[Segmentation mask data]
++++

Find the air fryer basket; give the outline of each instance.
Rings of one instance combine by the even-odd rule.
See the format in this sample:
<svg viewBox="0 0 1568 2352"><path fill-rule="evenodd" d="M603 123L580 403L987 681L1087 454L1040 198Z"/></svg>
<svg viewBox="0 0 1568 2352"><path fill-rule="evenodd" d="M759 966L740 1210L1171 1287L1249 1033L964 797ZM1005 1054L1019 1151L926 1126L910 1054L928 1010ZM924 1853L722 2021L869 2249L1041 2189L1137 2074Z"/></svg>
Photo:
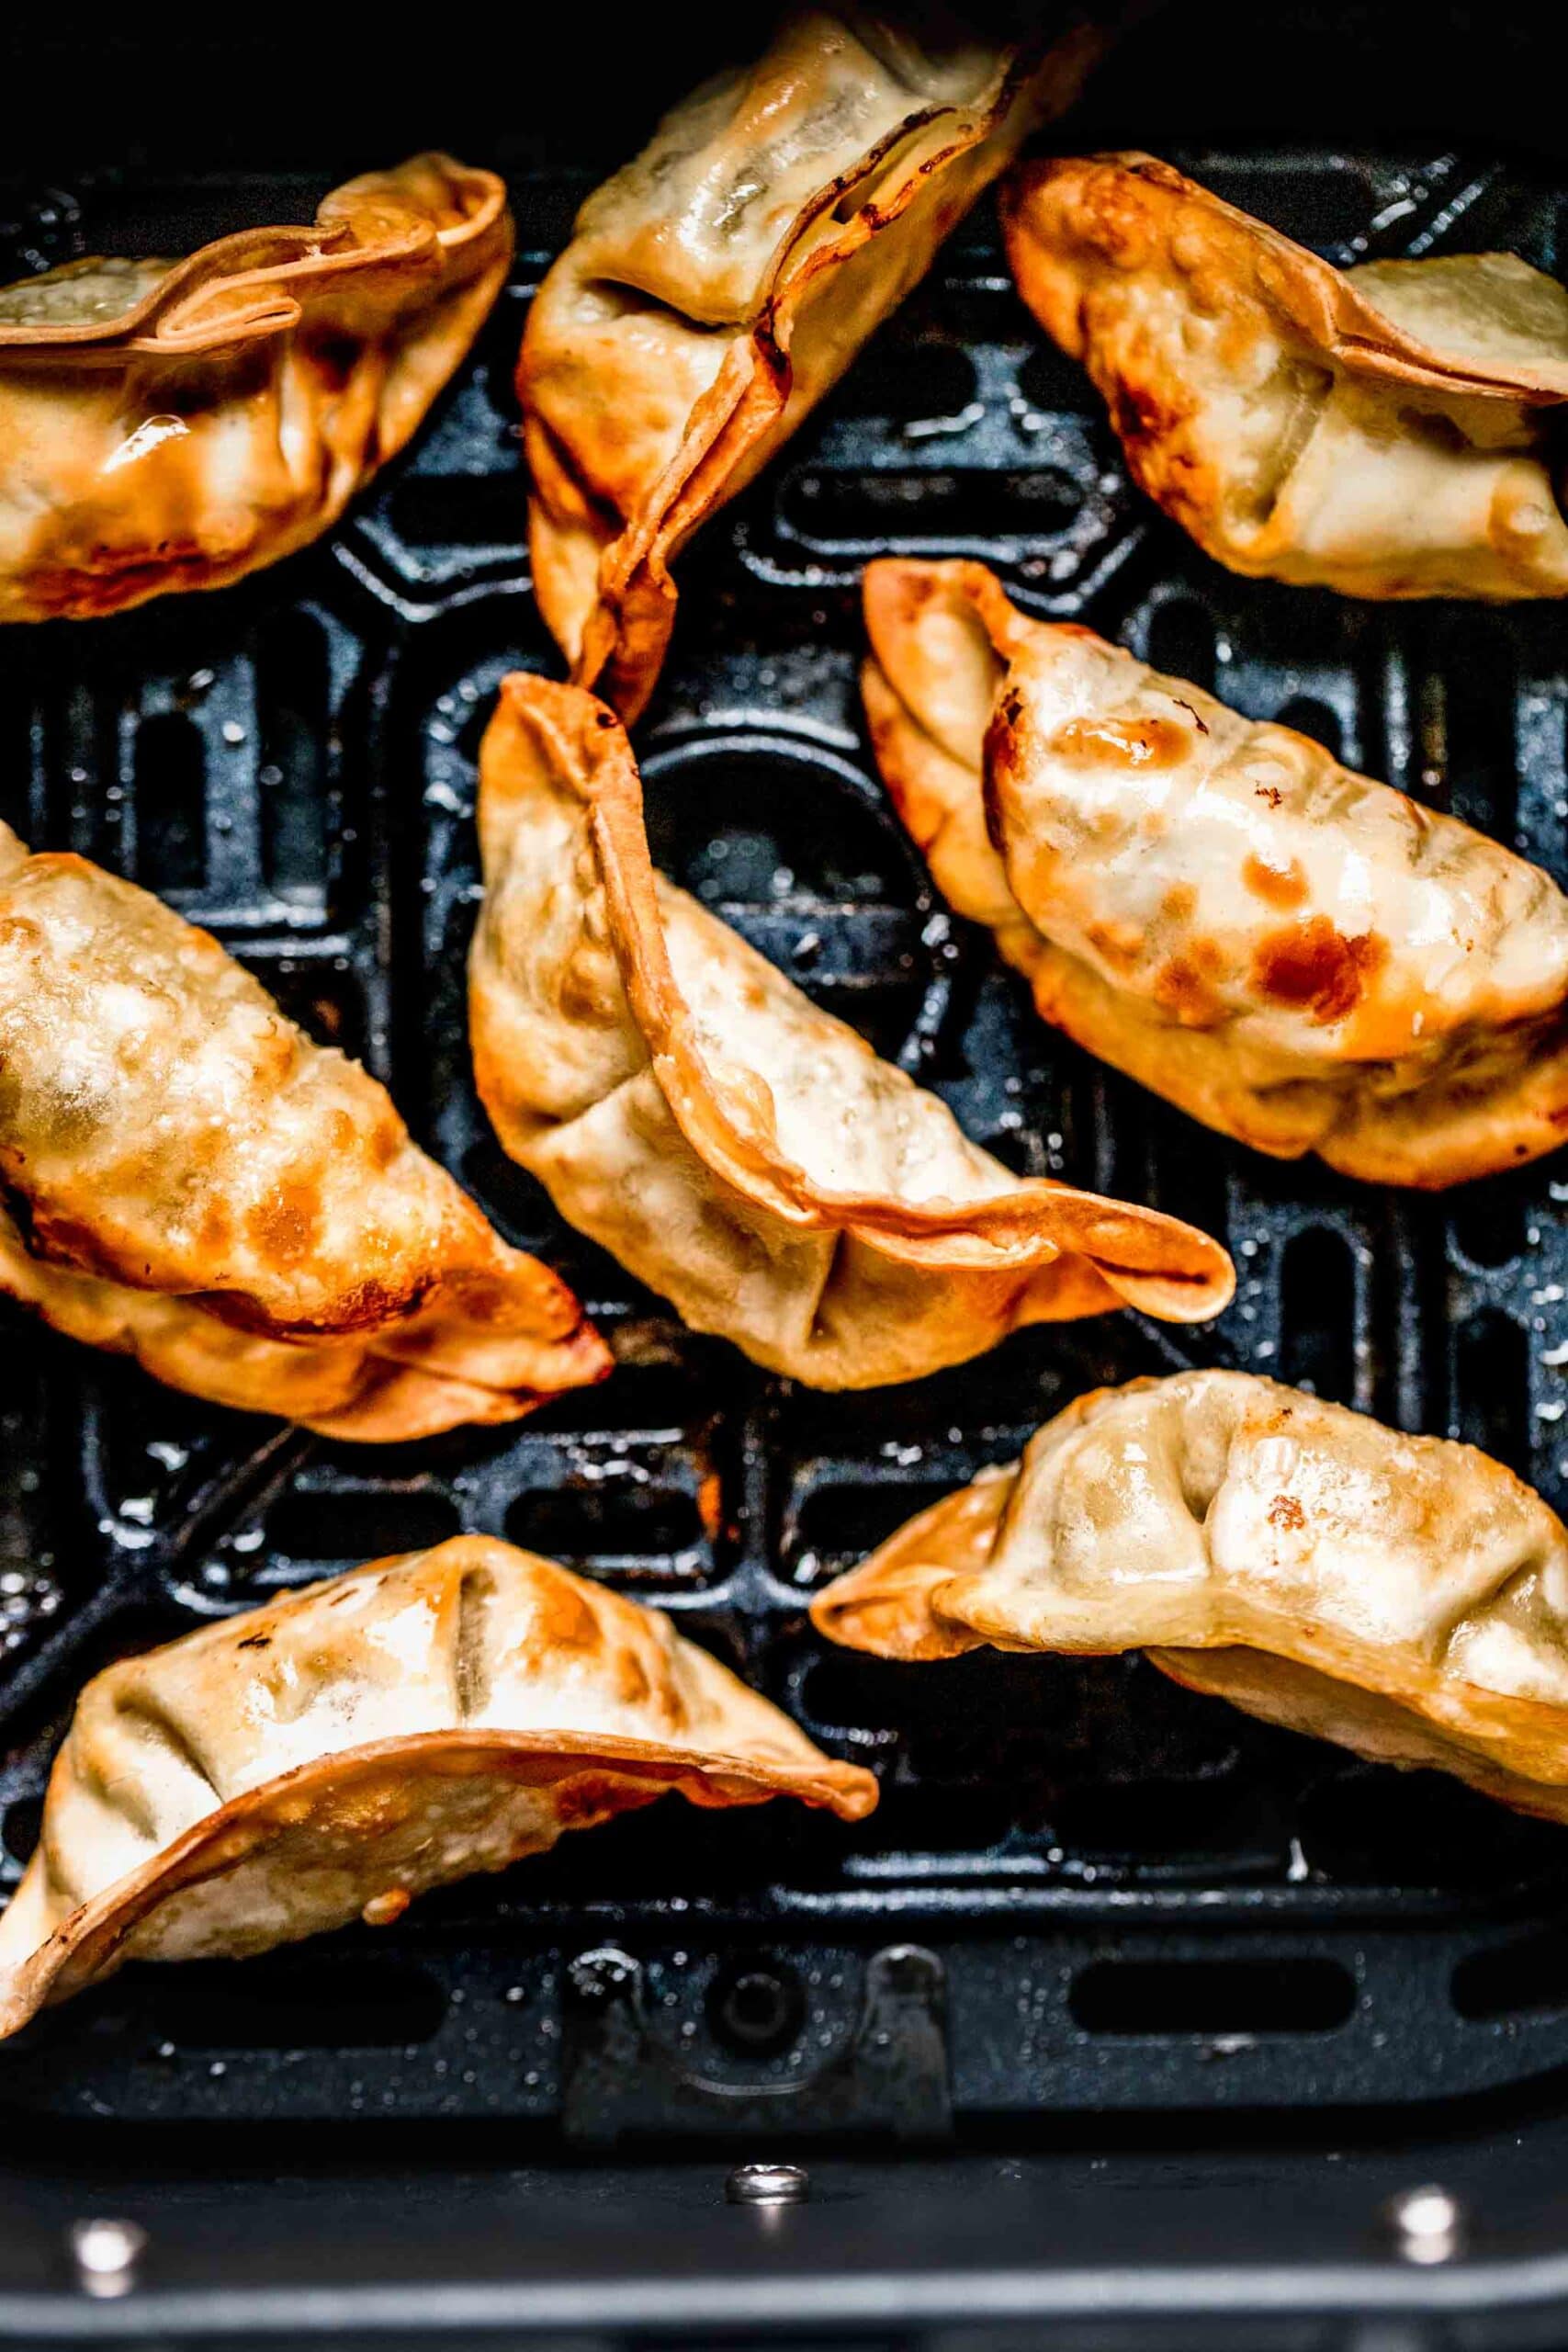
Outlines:
<svg viewBox="0 0 1568 2352"><path fill-rule="evenodd" d="M1493 246L1561 266L1558 185L1483 141L1346 154L1300 138L1194 148L1138 116L1114 130L1336 261ZM243 169L175 170L167 147L108 168L106 150L27 197L0 275L292 217L340 164L381 159L360 155L368 135L341 156L323 140L309 170L286 146L289 168L270 174L250 168L259 135ZM467 152L460 124L442 135ZM1133 1316L1046 1329L864 1396L764 1374L683 1330L561 1224L504 1158L469 1075L479 738L505 670L558 668L528 588L511 378L531 289L598 175L555 160L563 136L514 141L511 156L475 144L475 160L503 164L526 150L512 174L513 282L412 452L324 544L222 594L11 633L0 814L159 891L315 1035L363 1056L508 1237L590 1303L618 1369L515 1430L377 1451L206 1408L11 1318L0 1890L94 1668L459 1530L669 1609L826 1747L874 1766L882 1806L845 1829L784 1805L727 1816L670 1802L390 1928L244 1967L127 1970L0 2052L0 2118L30 2179L17 2276L0 2224L0 2324L7 2290L29 2285L51 2325L74 2312L84 2329L112 2327L140 2308L73 2301L52 2256L37 2254L36 2278L28 2267L28 2230L52 2231L60 2199L114 2178L130 2146L144 2175L159 2150L171 2181L185 2168L211 2181L256 2151L287 2149L293 2165L320 2129L321 2149L362 2176L339 2185L344 2217L378 2211L365 2168L395 2133L431 2184L476 2150L547 2168L592 2156L591 2174L558 2177L602 2212L616 2183L641 2212L651 2159L676 2143L680 2177L710 2188L735 2156L796 2143L846 2184L897 2142L974 2150L897 2160L929 2251L944 2181L998 2212L1016 2187L1018 2164L998 2170L983 2146L1157 2143L1174 2162L1228 2132L1321 2162L1325 2132L1419 2144L1466 2114L1549 2117L1568 2063L1560 1829L1252 1724L1136 1659L902 1668L826 1647L804 1616L823 1578L1011 1456L1080 1390L1186 1363L1274 1374L1468 1438L1568 1498L1568 1171L1549 1161L1427 1200L1276 1165L1044 1029L988 941L934 899L876 784L855 685L865 559L979 556L1029 610L1088 619L1559 875L1561 608L1360 606L1217 570L1130 489L1092 392L1013 293L982 208L686 559L672 658L637 737L655 854L1010 1165L1225 1239L1237 1295L1201 1330ZM1188 2177L1195 2189L1203 2177ZM1297 2242L1283 2176L1270 2177L1274 2207L1235 2211L1228 2235L1219 2209L1194 2208L1181 2251L1238 2257L1249 2228L1278 2223L1277 2259L1371 2262L1375 2236L1347 2245L1327 2218L1320 2242ZM197 2194L169 2193L176 2217ZM310 2202L288 2209L296 2246ZM406 2249L385 2218L378 2268L400 2277ZM987 2216L971 2218L978 2258L1005 2263L1005 2242L985 2250ZM624 2252L606 2256L612 2269ZM885 2268L915 2259L896 2238L882 2252ZM1157 2231L1122 2248L1128 2261L1159 2252ZM787 2267L787 2249L772 2253ZM719 2269L734 2256L714 2242ZM226 2245L231 2283L246 2259ZM1320 2286L1331 2275L1320 2267ZM265 2277L264 2264L255 2292ZM795 2292L790 2305L778 2290L805 2311ZM953 2324L968 2308L960 2299ZM31 2324L32 2303L14 2309ZM338 2316L401 2324L410 2310L361 2301ZM744 2296L725 2310L741 2332L779 2316ZM824 2310L848 2341L852 2301ZM1194 2340L1221 2341L1219 2310ZM653 2296L622 2316L694 2341L700 2314L682 2311ZM535 2306L541 2327L584 2313L621 2340L612 2302ZM216 2340L237 2314L214 2305L202 2324ZM942 2314L922 2316L917 2295L898 2324L924 2318Z"/></svg>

++++

Retype every entry above exactly and, please, skip the pictures.

## WRITTEN ANSWER
Find the air fryer basket; give the outline of each instance.
Rings of one instance combine by the even-odd rule.
See the format in this sample:
<svg viewBox="0 0 1568 2352"><path fill-rule="evenodd" d="M603 123L580 403L987 681L1087 454L1040 198Z"/></svg>
<svg viewBox="0 0 1568 2352"><path fill-rule="evenodd" d="M759 966L740 1210L1171 1287L1249 1033L964 797ZM1005 1054L1019 1151L926 1126L910 1054L928 1010ZM924 1853L722 2021L869 2249L1041 2189L1137 2074Z"/></svg>
Photo:
Outlines:
<svg viewBox="0 0 1568 2352"><path fill-rule="evenodd" d="M1493 246L1561 266L1558 185L1483 141L1346 154L1300 138L1194 148L1138 116L1114 130L1336 261ZM243 169L175 170L167 147L108 168L106 150L27 197L0 275L292 217L340 164L381 159L360 155L368 135L341 156L323 140L309 170L286 146L289 168L270 174L250 168L259 135ZM467 152L460 124L442 135ZM1133 1316L1046 1329L864 1396L764 1374L683 1330L561 1224L504 1158L469 1075L479 738L505 670L558 668L528 588L511 378L531 289L598 175L555 160L563 136L514 141L511 156L475 144L475 160L503 164L526 150L512 174L513 282L412 452L324 544L222 594L11 633L0 814L159 891L315 1035L363 1056L508 1237L590 1303L618 1369L515 1430L377 1451L206 1408L11 1318L0 1890L94 1668L459 1530L669 1609L826 1747L874 1766L882 1806L845 1829L784 1805L727 1816L670 1802L390 1928L244 1967L127 1970L0 2052L0 2118L30 2179L17 2276L0 2224L0 2324L7 2290L29 2285L51 2325L74 2312L84 2329L112 2327L140 2308L73 2301L52 2256L37 2254L36 2278L28 2267L28 2230L52 2231L60 2199L114 2178L130 2146L144 2175L159 2150L171 2181L185 2168L211 2181L256 2151L287 2149L293 2165L320 2129L321 2149L362 2176L339 2185L344 2217L378 2211L365 2168L395 2133L431 2184L476 2150L547 2168L592 2156L591 2174L558 2177L602 2212L616 2183L641 2212L651 2159L676 2143L680 2177L710 2188L735 2156L796 2143L846 2184L897 2142L974 2150L897 2160L929 2251L944 2181L998 2212L1016 2187L1018 2164L998 2170L983 2146L1157 2143L1174 2162L1228 2132L1321 2162L1325 2132L1419 2144L1466 2114L1549 2117L1568 2063L1560 1829L1252 1724L1136 1659L902 1668L826 1647L804 1616L823 1578L1011 1456L1080 1390L1186 1363L1274 1374L1468 1438L1568 1498L1568 1171L1549 1161L1427 1200L1276 1165L1044 1029L988 941L934 899L876 784L855 685L865 559L979 556L1029 610L1088 619L1559 875L1561 608L1360 606L1217 570L1130 489L1092 392L1013 293L982 208L686 559L672 658L637 737L655 854L1010 1165L1225 1239L1237 1295L1201 1330ZM1188 2177L1195 2189L1203 2177ZM1297 2242L1283 2176L1270 2177L1274 2207L1235 2211L1228 2235L1219 2209L1194 2208L1181 2251L1238 2257L1249 2228L1278 2223L1277 2259L1371 2262L1375 2236L1347 2245L1327 2218L1320 2242ZM197 2194L169 2193L176 2217ZM310 2202L288 2209L296 2246ZM406 2249L385 2218L378 2268L400 2277ZM987 2216L971 2218L978 2258L1005 2263L1005 2242L985 2250ZM624 2252L606 2256L612 2269ZM885 2268L915 2259L896 2238L882 2252ZM1157 2231L1122 2248L1128 2261L1159 2252ZM787 2267L787 2249L772 2253ZM719 2269L734 2256L714 2242ZM226 2245L231 2283L246 2259ZM1320 2286L1331 2275L1320 2267ZM265 2277L264 2264L255 2292ZM795 2292L790 2305L778 2290L805 2311ZM953 2324L968 2308L960 2299ZM31 2324L32 2303L14 2309ZM338 2316L401 2324L410 2310L361 2301ZM744 2296L725 2310L741 2332L779 2316ZM824 2310L848 2341L852 2301ZM1194 2340L1221 2341L1219 2310ZM653 2296L622 2316L694 2341L700 2314L682 2311ZM535 2306L541 2327L584 2313L621 2340L612 2302ZM216 2340L237 2314L214 2305L202 2324ZM942 2314L922 2316L917 2295L898 2324L924 2318Z"/></svg>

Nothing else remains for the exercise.